→ Your tasks:
1. In the extract about morels and asparagus, what was in his mesh bag when he came back through the kitchen door?
2. From the extract about morels and asparagus, copy the words starting with "Animal, Vegetable, Miracle_" and going on through "asparagus harvest ever.".

→ Selected extract:

____

Animal, Vegetable, Miracle_ A Year of Food Life - Barbara Kingsolver [42]
On Wednesday he went out again, and came back through the kitchen door with a conspicuous air of conquest. Triumphantly he held up his mesh bag: a few dozen fawn-colored, earthy, perfect morels. It wasn’t a huge catch, but it was big enough. By the weekend there would be more, enough to share with our neighbors. I grinned, and went to the refrigerator. A little while earlier I’d gone up to the garden and returned with my own prize lying across my forearm like two dozen long-stemmed roses: our most spectacular asparagus harvest ever.

____

→ Data section:
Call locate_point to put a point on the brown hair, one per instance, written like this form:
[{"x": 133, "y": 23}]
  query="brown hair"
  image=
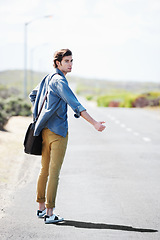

____

→ Answers for this exercise:
1. A few dozen fawn-colored, earthy, perfect morels.

2.
Animal, Vegetable, Miracle_ A Year of Food Life - Barbara Kingsolver [42]
On Wednesday he went out again, and came back through the kitchen door with a conspicuous air of conquest. Triumphantly he held up his mesh bag: a few dozen fawn-colored, earthy, perfect morels. It wasn’t a huge catch, but it was big enough. By the weekend there would be more, enough to share with our neighbors. I grinned, and went to the refrigerator. A little while earlier I’d gone up to the garden and returned with my own prize lying across my forearm like two dozen long-stemmed roses: our most spectacular asparagus harvest ever.